- Your instructions: Edit the MPI tutorial passage between "For example, when" and "a timer, MPI_Wtime()", inclusive, changing "build" to "out" throughout.

- Source:
########################################
By default, MPI functions automatically abort if they encounter an error, so you’ll only ever get a return value of MPI_SUCCESS
.
If you want to handle MPI errors yourself, you can call MPI_Errhandler_set(MPI_COMM_WORLD, MPI_ERRORS_RETURN)
; if you do this, you must check the return value of every MPI function and call MPI_Abort
if it is not equal to MPI_SUCCESS
.
For example, when initializing MPI, you might do the following:
if (MPI_Init(&argc,&argv) != MPI_SUCCESS) MPI_Abort(MPI_COMM_WORLD, 1);
Example 2#
Basic Infrastructure#
We will now do some work with the the example in examples/mpi/average, which does some simple math. Run the code now.
$ cd parallel-programming/examples/mpi/average
$ mkdir build
$ cd build
$ cmake -DCMAKE_C_COMPILER=mpicc -DCMAKE_CXX_COMPILER=mpicxx -DCMAKE_Fortran_COMPILER=mpifort ..
$ make
$ ./average
Average: 100000001.5
Let’s learn something about which parts of this code account for most of the run time.
MPI provides a timer, MPI_Wtime()
, which returns the current walltime.
We can use this function to determine how long each section of the code takes to run.
For example, to determine how much time is spent initializing array a
, do the following:
// Initialize a
double start_time = MPI_Wtime();
double *a = new double[N];
for (int i=0; i<N; i++) {
a[i] = 1.0;
}
double end_time = MPI_Wtime();
if (my_rank == 0 ) {
std::cout << "Initialize a time: " << end_time - start_time << std::endl;
}
As the above code indicates, we don’t really want every rank to print the timings, since that could look messy in the output. Instead, we have only rank 0 print this information. Of course, this requires that we add a few lines near the top of the code to initialize MPI and query the rank of each process:
// Initialize MPI
int world_size, my_rank;
MPI_Init(&argc, &argv);
MPI_Comm_size(MPI_COMM_WORLD, &world_size);
MPI_Comm_rank(MPI_COMM_WORLD, &my_rank);
Also determine and print the timings of each of the other sections of the code: the intialization of array b
, the addition of the two arrays, and the final averaging of the result.
########################################
- Dataset excerpts:
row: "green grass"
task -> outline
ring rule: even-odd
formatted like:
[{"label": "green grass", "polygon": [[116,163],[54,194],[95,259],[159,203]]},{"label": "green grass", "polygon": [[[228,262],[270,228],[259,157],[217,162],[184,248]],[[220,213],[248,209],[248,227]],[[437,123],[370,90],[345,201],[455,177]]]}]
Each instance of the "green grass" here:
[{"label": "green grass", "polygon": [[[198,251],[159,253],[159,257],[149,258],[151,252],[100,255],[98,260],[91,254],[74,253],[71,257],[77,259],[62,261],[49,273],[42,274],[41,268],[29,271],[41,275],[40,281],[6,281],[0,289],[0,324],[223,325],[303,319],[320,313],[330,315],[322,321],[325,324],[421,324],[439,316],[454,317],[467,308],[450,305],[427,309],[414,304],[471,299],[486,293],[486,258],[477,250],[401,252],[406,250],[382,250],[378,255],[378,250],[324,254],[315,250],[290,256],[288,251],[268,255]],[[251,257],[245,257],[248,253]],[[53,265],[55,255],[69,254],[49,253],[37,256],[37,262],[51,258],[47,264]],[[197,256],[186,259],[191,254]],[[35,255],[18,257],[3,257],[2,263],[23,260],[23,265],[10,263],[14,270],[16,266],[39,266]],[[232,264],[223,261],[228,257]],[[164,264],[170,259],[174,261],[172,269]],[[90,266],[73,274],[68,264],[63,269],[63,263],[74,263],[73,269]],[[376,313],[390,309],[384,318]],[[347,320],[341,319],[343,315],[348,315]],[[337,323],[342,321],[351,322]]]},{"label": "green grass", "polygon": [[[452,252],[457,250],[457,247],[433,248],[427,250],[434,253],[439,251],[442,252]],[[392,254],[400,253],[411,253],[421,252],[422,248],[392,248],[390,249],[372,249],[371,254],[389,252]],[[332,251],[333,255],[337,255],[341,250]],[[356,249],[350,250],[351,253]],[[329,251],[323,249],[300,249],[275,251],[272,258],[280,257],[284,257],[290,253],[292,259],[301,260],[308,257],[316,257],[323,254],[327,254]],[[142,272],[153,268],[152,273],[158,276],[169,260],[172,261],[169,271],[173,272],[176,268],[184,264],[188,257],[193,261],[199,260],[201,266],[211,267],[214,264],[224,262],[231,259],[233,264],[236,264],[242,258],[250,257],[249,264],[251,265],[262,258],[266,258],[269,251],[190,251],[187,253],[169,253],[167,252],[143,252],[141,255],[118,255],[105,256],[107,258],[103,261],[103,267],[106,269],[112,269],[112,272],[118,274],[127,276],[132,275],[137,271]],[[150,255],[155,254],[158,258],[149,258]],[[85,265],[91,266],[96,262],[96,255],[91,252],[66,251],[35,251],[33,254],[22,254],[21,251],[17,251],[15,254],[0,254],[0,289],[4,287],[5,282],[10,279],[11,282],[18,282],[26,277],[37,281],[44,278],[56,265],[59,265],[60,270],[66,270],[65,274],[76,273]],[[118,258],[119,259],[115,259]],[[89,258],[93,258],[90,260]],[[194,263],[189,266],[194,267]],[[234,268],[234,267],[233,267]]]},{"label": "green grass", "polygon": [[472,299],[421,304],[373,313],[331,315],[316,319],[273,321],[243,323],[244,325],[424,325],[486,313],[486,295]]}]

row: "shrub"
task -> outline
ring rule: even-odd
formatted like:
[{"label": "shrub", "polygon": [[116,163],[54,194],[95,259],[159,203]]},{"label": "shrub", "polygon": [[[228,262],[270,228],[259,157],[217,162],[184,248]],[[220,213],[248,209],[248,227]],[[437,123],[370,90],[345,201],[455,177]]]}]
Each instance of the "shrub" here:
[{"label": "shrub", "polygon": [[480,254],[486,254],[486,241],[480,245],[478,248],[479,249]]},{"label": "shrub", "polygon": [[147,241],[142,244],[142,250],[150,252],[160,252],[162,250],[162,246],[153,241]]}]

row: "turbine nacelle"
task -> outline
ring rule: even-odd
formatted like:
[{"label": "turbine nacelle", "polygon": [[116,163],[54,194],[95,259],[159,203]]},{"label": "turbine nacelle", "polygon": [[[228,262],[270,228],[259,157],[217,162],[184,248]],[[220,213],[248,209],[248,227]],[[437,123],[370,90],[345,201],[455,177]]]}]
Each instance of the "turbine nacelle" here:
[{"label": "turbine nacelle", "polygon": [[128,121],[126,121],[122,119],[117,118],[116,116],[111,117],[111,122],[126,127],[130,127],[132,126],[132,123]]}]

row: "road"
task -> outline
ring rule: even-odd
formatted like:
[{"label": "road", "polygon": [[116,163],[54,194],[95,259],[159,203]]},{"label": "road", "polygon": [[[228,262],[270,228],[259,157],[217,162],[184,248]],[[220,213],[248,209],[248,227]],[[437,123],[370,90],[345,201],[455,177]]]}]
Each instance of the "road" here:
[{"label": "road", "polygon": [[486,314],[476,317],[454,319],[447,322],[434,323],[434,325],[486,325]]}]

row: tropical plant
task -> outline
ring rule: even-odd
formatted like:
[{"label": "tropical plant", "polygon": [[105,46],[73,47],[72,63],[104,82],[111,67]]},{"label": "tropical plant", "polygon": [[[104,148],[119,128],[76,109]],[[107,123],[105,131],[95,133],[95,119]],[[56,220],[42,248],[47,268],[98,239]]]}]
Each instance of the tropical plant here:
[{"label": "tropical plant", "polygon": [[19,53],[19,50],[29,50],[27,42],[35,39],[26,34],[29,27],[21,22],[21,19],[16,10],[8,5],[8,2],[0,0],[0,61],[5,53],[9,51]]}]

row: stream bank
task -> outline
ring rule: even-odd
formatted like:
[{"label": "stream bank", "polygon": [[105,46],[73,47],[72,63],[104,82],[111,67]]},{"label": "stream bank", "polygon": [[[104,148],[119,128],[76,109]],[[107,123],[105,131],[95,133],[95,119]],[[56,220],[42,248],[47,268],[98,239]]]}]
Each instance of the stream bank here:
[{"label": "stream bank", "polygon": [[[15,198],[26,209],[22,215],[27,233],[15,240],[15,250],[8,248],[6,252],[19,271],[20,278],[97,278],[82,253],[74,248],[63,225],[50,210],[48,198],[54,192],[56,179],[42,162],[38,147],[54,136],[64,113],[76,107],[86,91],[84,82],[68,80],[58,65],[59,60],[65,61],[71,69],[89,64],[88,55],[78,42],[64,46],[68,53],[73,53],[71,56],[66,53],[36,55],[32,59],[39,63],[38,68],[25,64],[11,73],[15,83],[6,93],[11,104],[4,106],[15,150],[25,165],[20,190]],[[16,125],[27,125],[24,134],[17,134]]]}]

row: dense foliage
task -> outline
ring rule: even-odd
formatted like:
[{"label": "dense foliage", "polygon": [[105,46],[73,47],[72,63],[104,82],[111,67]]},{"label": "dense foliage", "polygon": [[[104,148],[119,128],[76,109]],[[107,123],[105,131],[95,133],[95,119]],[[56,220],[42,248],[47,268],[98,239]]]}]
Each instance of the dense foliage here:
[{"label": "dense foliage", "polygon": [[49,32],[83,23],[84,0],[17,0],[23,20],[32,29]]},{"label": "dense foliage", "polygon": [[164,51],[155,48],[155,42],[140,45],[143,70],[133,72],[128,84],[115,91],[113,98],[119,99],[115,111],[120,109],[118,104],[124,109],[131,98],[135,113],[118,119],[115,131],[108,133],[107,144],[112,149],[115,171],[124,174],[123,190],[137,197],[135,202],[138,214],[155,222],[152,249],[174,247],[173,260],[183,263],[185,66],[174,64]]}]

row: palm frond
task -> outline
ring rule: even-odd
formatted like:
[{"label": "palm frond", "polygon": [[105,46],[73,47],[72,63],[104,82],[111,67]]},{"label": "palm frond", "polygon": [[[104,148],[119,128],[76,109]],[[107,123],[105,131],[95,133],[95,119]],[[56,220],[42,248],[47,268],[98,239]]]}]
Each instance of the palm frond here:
########################################
- The result:
For example, when initializing MPI, you might do the following:
if (MPI_Init(&argc,&argv) != MPI_SUCCESS) MPI_Abort(MPI_COMM_WORLD, 1);
Example 2#
Basic Infrastructure#
We will now do some work with the the example in examples/mpi/average, which does some simple math. Run the code now.
$ cd parallel-programming/examples/mpi/average
$ mkdir out
$ cd out
$ cmake -DCMAKE_C_COMPILER=mpicc -DCMAKE_CXX_COMPILER=mpicxx -DCMAKE_Fortran_COMPILER=mpifort ..
$ make
$ ./average
Average: 100000001.5
Let’s learn something about which parts of this code account for most of the run time.
MPI provides a timer, MPI_Wtime()